[Rows from a pointing dataset]

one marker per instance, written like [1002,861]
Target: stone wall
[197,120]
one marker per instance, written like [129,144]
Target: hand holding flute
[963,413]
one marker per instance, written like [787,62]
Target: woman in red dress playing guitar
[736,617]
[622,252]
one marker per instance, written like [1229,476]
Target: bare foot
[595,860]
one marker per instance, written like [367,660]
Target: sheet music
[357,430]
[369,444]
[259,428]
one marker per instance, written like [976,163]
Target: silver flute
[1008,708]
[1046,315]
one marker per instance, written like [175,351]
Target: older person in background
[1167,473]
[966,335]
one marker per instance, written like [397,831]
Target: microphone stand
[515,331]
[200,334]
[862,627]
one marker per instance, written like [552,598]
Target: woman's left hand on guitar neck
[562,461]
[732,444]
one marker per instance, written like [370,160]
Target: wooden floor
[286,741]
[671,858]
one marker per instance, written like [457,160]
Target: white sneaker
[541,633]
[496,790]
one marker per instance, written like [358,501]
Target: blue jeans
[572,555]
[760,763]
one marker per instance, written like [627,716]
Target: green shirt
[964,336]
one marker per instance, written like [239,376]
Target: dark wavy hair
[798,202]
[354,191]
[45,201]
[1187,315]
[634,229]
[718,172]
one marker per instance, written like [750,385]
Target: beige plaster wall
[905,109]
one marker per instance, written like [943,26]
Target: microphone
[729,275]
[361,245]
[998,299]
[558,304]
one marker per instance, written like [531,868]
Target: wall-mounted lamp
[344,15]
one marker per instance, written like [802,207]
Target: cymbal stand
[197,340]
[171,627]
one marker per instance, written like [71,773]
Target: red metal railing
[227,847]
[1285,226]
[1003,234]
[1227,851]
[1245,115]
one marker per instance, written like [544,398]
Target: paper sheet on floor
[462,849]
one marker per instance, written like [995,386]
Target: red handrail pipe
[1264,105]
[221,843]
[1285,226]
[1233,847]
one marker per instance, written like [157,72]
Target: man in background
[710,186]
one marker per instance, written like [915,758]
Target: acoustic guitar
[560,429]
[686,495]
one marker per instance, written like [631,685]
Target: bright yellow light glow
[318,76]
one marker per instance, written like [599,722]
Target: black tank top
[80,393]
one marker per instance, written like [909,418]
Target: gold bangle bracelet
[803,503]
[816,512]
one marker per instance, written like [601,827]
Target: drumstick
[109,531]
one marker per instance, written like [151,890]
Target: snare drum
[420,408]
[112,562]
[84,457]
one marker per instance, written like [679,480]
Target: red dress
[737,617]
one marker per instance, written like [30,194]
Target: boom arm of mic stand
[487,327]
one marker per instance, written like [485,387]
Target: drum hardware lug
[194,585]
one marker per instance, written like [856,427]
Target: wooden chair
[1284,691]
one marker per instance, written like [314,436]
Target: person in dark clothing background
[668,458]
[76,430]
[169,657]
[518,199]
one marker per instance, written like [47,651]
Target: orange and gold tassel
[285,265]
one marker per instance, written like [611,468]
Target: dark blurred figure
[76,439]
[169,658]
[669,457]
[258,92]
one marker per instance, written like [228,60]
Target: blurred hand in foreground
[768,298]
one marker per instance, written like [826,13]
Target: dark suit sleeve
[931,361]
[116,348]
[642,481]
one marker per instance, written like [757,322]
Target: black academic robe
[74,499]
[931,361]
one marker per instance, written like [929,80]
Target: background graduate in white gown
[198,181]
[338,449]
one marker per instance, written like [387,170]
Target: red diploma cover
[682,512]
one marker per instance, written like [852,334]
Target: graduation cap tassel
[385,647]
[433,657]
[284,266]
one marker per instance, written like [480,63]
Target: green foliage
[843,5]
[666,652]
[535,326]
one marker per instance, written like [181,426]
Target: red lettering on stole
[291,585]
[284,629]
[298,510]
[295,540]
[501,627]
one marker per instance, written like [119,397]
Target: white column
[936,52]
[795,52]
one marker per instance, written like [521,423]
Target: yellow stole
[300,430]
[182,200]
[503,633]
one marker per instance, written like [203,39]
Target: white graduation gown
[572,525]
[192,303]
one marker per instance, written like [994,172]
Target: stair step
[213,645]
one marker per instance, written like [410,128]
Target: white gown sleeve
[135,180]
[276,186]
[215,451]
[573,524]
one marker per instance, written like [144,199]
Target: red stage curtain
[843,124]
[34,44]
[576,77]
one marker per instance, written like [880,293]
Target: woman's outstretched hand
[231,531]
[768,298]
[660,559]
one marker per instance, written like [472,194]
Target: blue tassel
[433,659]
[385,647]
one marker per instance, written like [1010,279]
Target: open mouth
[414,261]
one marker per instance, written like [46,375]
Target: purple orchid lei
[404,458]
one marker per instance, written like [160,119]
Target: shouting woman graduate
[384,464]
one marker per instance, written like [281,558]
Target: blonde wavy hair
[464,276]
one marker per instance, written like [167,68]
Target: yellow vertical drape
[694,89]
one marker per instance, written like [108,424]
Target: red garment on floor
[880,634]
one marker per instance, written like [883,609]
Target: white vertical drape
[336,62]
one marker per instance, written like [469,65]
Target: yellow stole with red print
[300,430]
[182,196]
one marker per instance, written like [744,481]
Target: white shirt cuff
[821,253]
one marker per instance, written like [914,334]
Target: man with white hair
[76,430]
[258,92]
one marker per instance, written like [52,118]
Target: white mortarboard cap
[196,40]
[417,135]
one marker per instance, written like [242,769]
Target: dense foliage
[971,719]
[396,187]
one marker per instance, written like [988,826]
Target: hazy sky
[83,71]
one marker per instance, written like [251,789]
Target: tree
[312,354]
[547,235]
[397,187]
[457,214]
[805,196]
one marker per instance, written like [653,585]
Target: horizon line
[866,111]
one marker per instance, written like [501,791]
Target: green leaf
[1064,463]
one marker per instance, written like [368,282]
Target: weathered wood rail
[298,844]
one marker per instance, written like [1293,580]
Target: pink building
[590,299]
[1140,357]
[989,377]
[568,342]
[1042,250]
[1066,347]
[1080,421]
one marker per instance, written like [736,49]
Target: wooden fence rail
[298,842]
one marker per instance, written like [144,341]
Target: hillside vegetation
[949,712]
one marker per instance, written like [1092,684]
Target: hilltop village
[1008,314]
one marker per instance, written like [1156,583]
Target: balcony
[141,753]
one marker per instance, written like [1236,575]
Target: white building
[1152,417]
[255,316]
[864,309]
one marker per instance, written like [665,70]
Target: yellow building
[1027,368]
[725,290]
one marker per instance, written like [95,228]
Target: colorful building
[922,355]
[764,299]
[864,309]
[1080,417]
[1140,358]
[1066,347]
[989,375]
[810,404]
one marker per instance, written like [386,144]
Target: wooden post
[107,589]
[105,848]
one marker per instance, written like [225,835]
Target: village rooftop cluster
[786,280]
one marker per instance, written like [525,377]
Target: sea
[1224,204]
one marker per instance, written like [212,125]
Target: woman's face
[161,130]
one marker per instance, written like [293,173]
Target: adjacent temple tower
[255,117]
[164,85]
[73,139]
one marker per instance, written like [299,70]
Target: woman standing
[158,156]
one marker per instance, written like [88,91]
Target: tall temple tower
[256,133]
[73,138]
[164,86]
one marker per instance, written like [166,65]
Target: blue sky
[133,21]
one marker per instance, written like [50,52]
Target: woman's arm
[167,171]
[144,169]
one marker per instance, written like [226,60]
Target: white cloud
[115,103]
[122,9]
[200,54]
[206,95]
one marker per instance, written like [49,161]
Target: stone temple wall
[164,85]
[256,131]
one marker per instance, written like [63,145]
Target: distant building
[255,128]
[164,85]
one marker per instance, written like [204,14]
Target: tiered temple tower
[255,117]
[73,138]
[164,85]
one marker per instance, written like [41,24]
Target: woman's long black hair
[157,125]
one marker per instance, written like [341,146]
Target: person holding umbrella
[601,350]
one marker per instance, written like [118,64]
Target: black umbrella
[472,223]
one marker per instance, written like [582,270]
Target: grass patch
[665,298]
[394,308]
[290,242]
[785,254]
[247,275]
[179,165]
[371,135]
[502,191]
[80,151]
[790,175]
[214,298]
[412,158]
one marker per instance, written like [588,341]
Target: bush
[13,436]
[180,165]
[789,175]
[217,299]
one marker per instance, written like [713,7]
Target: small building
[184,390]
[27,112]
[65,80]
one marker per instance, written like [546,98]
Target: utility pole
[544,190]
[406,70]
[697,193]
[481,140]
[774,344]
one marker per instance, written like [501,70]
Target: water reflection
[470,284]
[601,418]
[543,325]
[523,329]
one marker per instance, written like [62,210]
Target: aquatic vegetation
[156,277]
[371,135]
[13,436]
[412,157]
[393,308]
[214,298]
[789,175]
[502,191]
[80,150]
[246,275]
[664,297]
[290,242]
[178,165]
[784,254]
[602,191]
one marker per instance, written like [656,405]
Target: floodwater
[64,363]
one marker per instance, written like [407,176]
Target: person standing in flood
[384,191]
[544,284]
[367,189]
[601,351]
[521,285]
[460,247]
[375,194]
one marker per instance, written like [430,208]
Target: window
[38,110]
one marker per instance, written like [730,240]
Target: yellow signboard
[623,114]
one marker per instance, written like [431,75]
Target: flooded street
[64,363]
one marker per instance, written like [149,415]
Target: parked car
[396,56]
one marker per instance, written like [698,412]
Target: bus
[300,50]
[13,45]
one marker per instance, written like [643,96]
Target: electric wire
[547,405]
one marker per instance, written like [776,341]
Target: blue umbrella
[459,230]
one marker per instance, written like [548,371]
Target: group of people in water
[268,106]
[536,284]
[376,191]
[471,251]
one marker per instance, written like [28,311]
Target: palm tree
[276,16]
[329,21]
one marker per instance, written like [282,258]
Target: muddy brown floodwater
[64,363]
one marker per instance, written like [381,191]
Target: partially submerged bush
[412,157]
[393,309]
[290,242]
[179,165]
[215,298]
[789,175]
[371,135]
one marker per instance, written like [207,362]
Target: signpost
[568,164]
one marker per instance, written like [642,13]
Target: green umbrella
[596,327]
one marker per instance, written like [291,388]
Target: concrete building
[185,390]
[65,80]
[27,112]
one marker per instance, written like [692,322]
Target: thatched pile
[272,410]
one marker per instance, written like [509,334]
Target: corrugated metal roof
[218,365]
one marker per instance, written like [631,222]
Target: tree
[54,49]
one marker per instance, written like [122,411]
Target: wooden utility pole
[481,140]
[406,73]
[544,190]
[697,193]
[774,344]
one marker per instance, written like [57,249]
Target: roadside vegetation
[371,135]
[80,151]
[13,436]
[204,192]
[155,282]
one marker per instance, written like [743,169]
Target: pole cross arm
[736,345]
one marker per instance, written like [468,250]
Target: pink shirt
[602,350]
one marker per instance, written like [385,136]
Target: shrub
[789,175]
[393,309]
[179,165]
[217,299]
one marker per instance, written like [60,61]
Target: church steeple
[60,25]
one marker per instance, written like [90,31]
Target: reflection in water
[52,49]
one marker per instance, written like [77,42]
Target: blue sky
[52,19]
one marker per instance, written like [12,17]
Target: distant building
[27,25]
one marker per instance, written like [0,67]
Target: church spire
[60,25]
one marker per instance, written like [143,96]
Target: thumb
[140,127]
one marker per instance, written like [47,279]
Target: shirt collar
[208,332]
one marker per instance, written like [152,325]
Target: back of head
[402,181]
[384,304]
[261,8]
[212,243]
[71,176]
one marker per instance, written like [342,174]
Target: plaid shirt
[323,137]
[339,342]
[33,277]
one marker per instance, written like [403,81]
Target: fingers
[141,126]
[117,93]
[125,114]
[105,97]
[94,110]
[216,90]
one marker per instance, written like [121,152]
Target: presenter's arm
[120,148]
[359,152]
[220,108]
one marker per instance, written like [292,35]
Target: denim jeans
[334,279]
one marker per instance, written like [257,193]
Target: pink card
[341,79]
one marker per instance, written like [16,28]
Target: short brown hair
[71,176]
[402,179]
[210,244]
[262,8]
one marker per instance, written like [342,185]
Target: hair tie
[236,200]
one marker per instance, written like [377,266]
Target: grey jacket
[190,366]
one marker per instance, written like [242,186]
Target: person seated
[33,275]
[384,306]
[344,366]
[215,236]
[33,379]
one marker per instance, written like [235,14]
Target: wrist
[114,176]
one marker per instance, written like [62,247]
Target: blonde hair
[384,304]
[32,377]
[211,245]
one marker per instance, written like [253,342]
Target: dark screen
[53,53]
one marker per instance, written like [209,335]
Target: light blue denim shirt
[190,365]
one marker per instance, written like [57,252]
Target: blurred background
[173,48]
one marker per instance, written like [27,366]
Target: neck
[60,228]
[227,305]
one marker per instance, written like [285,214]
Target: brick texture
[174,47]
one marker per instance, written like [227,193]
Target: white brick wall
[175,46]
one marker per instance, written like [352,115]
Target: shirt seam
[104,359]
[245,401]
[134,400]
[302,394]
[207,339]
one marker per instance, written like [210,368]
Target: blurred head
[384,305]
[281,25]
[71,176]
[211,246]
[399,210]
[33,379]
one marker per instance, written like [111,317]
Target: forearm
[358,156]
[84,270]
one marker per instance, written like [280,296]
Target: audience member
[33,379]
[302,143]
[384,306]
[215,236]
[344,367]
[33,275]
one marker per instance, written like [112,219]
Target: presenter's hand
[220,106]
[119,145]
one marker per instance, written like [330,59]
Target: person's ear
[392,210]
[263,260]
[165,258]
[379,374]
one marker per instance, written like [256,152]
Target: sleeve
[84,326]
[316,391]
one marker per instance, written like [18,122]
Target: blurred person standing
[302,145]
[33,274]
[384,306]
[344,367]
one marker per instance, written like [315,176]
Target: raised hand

▶ **Task goal**
Copy the rows above verbatim, starting at the line that contains "one marker per instance, written like [18,122]" and ending with the final line of the rows.

▶ **Complete output**
one marker per instance, written like [18,122]
Target: blurred person standing
[302,145]
[33,274]
[384,306]
[344,367]
one marker per instance, written like [315,176]
Target: raised hand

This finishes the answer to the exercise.